**TO BE DONE**
Which lines below contain the string "officer"? Copy each of them out, treating uppercase and lowercase as different.

**MATERIAL SHOWN**

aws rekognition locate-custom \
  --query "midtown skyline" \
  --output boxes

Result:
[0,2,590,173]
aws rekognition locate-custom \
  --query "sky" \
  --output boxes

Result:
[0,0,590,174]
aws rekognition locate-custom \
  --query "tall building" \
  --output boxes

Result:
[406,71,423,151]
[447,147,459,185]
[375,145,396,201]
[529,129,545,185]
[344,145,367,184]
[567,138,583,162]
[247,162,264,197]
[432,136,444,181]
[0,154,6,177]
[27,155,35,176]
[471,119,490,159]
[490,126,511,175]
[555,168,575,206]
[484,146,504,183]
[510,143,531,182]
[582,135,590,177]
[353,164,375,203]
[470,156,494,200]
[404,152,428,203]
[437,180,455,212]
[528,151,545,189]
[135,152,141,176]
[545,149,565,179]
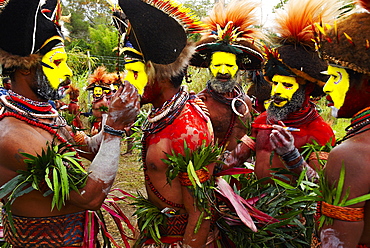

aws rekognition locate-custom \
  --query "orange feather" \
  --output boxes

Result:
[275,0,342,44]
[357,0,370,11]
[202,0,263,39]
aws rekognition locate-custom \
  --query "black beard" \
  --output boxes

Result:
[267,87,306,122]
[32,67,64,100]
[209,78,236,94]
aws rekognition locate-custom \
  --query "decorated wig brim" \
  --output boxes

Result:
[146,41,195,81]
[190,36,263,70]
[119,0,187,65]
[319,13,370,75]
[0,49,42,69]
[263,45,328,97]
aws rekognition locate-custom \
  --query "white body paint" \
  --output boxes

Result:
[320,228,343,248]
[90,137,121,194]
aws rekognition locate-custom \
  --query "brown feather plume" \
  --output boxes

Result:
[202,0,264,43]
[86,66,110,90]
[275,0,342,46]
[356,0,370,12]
...
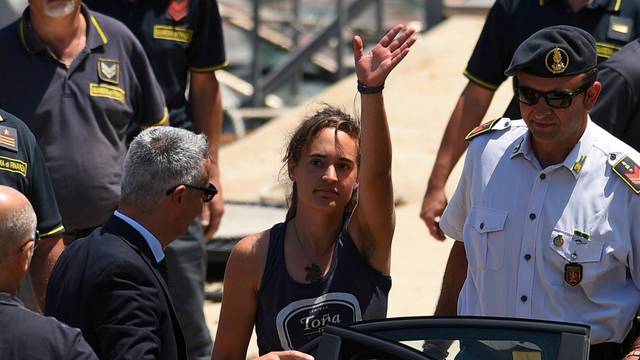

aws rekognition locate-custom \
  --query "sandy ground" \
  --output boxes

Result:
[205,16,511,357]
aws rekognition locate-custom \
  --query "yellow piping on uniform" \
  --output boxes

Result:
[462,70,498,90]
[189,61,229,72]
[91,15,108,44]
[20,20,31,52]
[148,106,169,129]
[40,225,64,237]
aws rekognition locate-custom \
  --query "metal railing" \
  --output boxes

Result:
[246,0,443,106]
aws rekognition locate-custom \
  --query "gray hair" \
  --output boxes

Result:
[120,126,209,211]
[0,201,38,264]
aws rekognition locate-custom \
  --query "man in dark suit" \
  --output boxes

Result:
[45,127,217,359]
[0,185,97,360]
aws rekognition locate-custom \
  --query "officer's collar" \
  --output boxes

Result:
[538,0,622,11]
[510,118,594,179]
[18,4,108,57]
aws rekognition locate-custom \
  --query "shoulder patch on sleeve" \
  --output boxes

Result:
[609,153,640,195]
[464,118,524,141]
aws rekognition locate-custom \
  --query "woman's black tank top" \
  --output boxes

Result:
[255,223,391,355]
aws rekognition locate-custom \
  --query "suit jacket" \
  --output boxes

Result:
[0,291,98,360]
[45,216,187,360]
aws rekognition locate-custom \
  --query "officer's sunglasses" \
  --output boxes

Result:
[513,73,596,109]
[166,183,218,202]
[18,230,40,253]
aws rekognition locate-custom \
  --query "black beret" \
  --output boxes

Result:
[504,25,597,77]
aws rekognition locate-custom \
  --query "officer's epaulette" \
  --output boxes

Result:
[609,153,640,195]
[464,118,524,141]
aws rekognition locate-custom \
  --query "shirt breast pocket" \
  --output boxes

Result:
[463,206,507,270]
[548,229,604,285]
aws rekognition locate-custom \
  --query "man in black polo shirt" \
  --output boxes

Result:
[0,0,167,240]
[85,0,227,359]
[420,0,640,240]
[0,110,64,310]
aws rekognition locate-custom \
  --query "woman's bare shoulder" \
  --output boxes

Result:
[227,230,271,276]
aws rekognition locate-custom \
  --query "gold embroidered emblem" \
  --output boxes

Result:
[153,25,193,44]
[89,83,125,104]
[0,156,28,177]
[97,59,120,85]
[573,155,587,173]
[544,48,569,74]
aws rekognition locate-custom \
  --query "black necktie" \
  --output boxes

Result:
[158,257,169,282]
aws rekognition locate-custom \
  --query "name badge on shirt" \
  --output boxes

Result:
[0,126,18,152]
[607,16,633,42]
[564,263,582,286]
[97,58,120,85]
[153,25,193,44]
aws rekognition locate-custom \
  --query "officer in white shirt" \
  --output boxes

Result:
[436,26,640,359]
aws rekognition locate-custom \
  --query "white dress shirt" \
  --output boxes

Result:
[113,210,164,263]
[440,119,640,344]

**THE SOLUTION**
  --query "officer's collar" \
  --query "officer's sunglasses" \
  --query "officer's epaulette" \
  --query "officer in white shirt" \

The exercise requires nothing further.